• **Aufgabe**:
Schreibe aus dem Text über den Börsengang von Zalando alles ab "Angesichts der Börseneuphorie" bis einschließlich "Beginn des Jahrtausends." wortgetreu ab.

• **Textauszug**:
-*-*-

Angesichts der Börseneuphorie rund um Internetfirmen hatten viele einen fulminanteren Start erwartet - speziell nach dem großen Erfolg des chinesischen Online-Händlers Alibaba an der Wall Street im September. Investoren warnen bereits vor einer neuen Technologieblase wie zu Beginn des Jahrtausends.

"Es fühlt sich ein bisschen an wie eine Einschulung", sagte Zalando-Mitgründer Robert Gentz der Nachrichtenagentur Reuters kurz nach dem Börsenstart des vor sechs Jahren gegründeten Unternehmens. "Jetzt müssen wir nur noch gute Noten schreiben." Zunächst schnellte die Aktie um zwölf Prozent auf 24,10 Euro in die Höhe, bröckelte dann aber rasch wieder ab. Händler hatten vor Börsenstart noch auf Kurse von bis zu 27 Euro gesetzt. Sie äußerten sich entsprechend enttäuscht: "Man kann sagen: schwach angefangen und dann stark nachgelassen", sagte Oliver Roth, Chefhändler bei Close Brothers Seydler, zu Reuters TV. "Der erste Kurs liegt deutlich unter den Erwartungen der letzten zwei, drei Tage."

-*-*-

• **Bereitgestellte Daten**:

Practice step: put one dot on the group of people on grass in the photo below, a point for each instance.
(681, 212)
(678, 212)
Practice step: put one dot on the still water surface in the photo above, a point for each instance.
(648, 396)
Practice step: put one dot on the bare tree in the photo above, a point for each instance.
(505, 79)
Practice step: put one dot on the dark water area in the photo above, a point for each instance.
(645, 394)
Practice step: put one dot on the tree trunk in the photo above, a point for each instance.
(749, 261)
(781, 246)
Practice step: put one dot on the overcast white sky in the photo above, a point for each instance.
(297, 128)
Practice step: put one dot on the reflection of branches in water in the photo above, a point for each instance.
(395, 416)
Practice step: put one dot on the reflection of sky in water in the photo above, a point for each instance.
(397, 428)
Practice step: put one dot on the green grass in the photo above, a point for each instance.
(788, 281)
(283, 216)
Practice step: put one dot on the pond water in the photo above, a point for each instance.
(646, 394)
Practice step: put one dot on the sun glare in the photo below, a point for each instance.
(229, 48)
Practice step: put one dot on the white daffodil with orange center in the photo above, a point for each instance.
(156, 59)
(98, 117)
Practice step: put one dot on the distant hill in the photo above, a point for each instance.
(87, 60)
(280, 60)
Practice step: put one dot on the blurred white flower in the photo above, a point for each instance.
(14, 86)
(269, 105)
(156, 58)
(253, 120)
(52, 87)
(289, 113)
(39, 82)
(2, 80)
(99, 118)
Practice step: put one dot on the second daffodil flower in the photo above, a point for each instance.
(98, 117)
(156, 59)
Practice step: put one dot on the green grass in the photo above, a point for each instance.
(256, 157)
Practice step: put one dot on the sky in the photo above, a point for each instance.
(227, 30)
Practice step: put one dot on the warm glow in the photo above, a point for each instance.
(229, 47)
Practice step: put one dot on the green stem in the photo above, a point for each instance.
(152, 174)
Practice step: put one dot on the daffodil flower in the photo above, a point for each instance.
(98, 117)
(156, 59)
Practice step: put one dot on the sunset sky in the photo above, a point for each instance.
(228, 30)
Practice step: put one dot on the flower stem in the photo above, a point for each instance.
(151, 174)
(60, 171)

-*-*-

• **Übungsergebnis**:
Angesichts der Börseneuphorie rund um Internetfirmen hatten viele einen fulminanteren Start erwartet - speziell nach dem großen Erfolg des chinesischen Online-Händlers Alibaba an der Wall Street im September. Investoren warnen bereits vor einer neuen Technologieblase wie zu Beginn des Jahrtausends.